HOW TO COMPLETE THIS TASK ::
Pick out the lines below that include the string "distant".

[DATA SHOWN — start]

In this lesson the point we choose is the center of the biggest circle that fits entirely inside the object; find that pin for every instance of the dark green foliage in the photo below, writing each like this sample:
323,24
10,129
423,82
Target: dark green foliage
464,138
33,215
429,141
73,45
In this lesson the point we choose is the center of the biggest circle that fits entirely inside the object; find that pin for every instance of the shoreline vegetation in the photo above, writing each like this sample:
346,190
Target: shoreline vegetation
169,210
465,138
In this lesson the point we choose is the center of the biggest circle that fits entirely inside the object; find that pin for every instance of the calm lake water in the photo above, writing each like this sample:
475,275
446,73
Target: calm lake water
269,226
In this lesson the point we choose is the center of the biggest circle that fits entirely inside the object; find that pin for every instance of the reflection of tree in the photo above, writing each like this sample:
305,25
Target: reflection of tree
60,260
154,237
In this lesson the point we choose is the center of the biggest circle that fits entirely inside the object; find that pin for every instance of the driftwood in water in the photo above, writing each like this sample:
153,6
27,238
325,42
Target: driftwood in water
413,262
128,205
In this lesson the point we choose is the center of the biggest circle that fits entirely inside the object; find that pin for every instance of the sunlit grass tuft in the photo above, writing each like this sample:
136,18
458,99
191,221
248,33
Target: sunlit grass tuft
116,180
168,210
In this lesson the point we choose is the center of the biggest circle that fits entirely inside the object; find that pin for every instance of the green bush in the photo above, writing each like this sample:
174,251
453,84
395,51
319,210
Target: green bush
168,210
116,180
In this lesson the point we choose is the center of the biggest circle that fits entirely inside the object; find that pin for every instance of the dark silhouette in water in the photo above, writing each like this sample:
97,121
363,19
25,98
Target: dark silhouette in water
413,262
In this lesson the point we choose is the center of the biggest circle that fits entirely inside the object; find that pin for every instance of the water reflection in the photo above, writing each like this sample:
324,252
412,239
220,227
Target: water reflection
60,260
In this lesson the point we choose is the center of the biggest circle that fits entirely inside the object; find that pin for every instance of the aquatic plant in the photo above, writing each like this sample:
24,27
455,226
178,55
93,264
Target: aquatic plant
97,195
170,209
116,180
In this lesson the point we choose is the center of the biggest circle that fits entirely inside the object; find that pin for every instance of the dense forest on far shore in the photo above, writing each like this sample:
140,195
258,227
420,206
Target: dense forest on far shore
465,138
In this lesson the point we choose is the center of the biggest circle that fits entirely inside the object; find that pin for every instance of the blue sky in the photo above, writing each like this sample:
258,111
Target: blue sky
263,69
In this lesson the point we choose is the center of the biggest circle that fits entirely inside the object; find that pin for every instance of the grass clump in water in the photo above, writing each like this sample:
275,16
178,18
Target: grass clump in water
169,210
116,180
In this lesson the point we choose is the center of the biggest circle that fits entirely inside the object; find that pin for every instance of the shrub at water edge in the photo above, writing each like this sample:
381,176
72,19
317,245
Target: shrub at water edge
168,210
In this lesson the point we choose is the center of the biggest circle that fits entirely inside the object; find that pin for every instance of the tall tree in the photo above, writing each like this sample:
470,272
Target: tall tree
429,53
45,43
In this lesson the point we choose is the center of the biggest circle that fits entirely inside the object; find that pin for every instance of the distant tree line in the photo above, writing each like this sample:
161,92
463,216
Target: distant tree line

[DATA SHOWN — finish]

ANSWER TO THIS TASK ::
In this lesson the point we choose is the center of the biggest circle that fits entirely inside the object; find that pin for every instance of the distant tree line in the photo above, writing each like this sample:
Target: distant tree line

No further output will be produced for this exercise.